---------- Data under study ----------

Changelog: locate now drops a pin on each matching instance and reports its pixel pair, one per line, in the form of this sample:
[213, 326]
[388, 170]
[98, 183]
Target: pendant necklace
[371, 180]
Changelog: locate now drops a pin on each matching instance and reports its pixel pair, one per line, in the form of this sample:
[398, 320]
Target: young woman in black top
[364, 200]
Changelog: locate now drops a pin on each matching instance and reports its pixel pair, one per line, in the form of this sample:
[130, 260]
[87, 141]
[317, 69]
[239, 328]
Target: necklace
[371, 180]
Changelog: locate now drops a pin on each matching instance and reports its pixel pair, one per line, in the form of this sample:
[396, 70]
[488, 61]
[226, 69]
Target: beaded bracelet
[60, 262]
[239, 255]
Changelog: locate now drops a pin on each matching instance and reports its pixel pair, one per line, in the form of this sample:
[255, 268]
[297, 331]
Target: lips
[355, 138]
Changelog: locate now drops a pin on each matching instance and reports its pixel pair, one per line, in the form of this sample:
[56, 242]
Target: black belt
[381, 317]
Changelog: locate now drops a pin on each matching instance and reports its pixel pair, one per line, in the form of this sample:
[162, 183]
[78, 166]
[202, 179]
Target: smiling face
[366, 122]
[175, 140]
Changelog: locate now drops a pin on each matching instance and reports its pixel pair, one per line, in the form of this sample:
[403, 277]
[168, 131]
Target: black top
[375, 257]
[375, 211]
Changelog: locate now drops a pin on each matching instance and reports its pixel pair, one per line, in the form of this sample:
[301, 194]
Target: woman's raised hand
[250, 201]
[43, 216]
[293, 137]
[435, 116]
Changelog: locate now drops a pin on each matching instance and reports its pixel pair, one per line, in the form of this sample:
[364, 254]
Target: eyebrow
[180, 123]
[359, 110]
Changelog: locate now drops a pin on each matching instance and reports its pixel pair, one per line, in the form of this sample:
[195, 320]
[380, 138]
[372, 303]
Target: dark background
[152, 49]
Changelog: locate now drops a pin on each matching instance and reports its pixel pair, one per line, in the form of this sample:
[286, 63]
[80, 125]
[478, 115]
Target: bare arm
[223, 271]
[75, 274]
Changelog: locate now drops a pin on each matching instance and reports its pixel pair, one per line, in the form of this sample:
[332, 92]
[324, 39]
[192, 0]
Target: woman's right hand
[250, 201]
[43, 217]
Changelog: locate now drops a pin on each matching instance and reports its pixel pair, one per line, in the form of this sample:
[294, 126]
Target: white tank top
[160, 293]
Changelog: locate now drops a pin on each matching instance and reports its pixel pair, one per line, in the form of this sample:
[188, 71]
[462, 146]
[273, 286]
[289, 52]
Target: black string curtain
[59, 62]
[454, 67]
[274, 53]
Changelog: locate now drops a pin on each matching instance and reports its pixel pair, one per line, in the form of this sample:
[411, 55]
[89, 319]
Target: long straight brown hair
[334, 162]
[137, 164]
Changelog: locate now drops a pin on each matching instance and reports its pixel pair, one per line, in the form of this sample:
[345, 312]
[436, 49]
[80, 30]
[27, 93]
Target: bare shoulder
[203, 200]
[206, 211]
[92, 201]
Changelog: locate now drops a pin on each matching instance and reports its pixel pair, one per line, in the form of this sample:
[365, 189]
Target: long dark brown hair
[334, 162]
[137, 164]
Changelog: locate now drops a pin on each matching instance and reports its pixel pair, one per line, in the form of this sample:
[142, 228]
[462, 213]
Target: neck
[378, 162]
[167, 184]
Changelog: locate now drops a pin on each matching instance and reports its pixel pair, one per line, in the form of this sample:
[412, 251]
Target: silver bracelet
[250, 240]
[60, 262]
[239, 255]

----------

> About this task
Please give the entries above again in full, exactly as written.

> Expected answer
Changelog: locate now drops a pin on each matching instance and reports its pixel pair, one per line, in the form of this sample:
[213, 326]
[388, 170]
[98, 183]
Target: pendant necklace
[371, 180]
Changelog: locate now drops a pin on each matching instance and reports its pixel pair, one per line, in the form of this sample:
[398, 320]
Target: young woman in black top
[364, 200]
Changelog: locate now drops a pin on each matching instance and reports its pixel pair, one per line, in the form of this sample:
[130, 260]
[87, 141]
[317, 69]
[239, 328]
Target: necklace
[371, 180]
Changelog: locate now drops a pin on each matching instance and reports its pixel pair, one per line, in the form of this sample:
[396, 70]
[488, 61]
[226, 69]
Target: beaded bracelet
[60, 262]
[239, 255]
Changelog: locate now drops a pin on each matching instance and reports its pixel pair, one per line, in the form of this sample:
[255, 268]
[297, 331]
Target: lips
[355, 138]
Changelog: locate now drops a pin on each matching instance and reports its pixel pair, one per line, in the form of this sample:
[56, 242]
Target: black belt
[381, 317]
Changelog: locate now drops a pin on each matching instance and reports its pixel pair, one per line, in the form of this sample:
[162, 183]
[78, 166]
[202, 179]
Target: smiling face
[366, 122]
[175, 140]
Changelog: locate now drops a pin on each matching instance and reports its pixel pair, one per line, in the form of this sample:
[403, 277]
[168, 131]
Target: black top
[375, 257]
[375, 211]
Changelog: locate now drops a pin on each matching instance and reports its pixel pair, one per line, in the form of this sample:
[301, 194]
Target: woman's raised hand
[250, 201]
[43, 216]
[293, 137]
[435, 116]
Changelog: locate now drops a pin on each matching instance and reports its pixel pair, one per line, in the form of this sample:
[364, 254]
Target: eyebrow
[180, 123]
[359, 110]
Changelog: locate now drops a pin on each matching instance and reports its pixel pair, one per line, in the form of this sample:
[195, 320]
[380, 138]
[372, 303]
Target: dark background
[152, 49]
Changelog: locate now drops a pin on each matching instance and reports its pixel pair, one per line, in the form of this sample:
[286, 63]
[80, 125]
[478, 115]
Target: bare arm
[223, 271]
[75, 274]
Changelog: locate now drops a pin on each matching instance and reports its pixel pair, one per line, in the form of this sample:
[332, 92]
[324, 39]
[192, 0]
Target: woman's right hand
[250, 201]
[43, 217]
Changelog: locate now drops a pin on each matching instance and reports its pixel pair, one per line, in the form of this sample:
[294, 126]
Target: white tank top
[160, 293]
Changelog: locate now drops a pin on each matching instance and reports its pixel pair, one per line, in the form of this sample:
[188, 71]
[462, 146]
[273, 286]
[289, 52]
Target: black string curtain
[59, 62]
[454, 67]
[274, 53]
Changelog: locate now drops a pin on each matching instance and reports its pixel pair, one per line, in the form of this sample:
[411, 55]
[89, 319]
Target: long straight brown hair
[334, 162]
[137, 164]
Changelog: locate now drops a pin on each matching instance and reports its pixel pair, one per line, in the form of this sample:
[345, 312]
[436, 49]
[80, 30]
[27, 93]
Target: bare shoulder
[203, 200]
[206, 211]
[92, 201]
Changelog: locate now drops a pin on each matching instance and reports its pixel pair, one per line, in the form of this sample:
[365, 189]
Target: long dark brown hair
[334, 162]
[137, 164]
Changelog: locate now drops a pin on each matching instance and reports its pixel pair, one per line, in the form of this sample:
[142, 228]
[462, 213]
Target: neck
[378, 162]
[167, 184]
Changelog: locate now drops a pin on each matching instance and reports its pixel pair, one per line, in the form of this sample:
[412, 251]
Target: silver bracelet
[250, 240]
[60, 262]
[239, 255]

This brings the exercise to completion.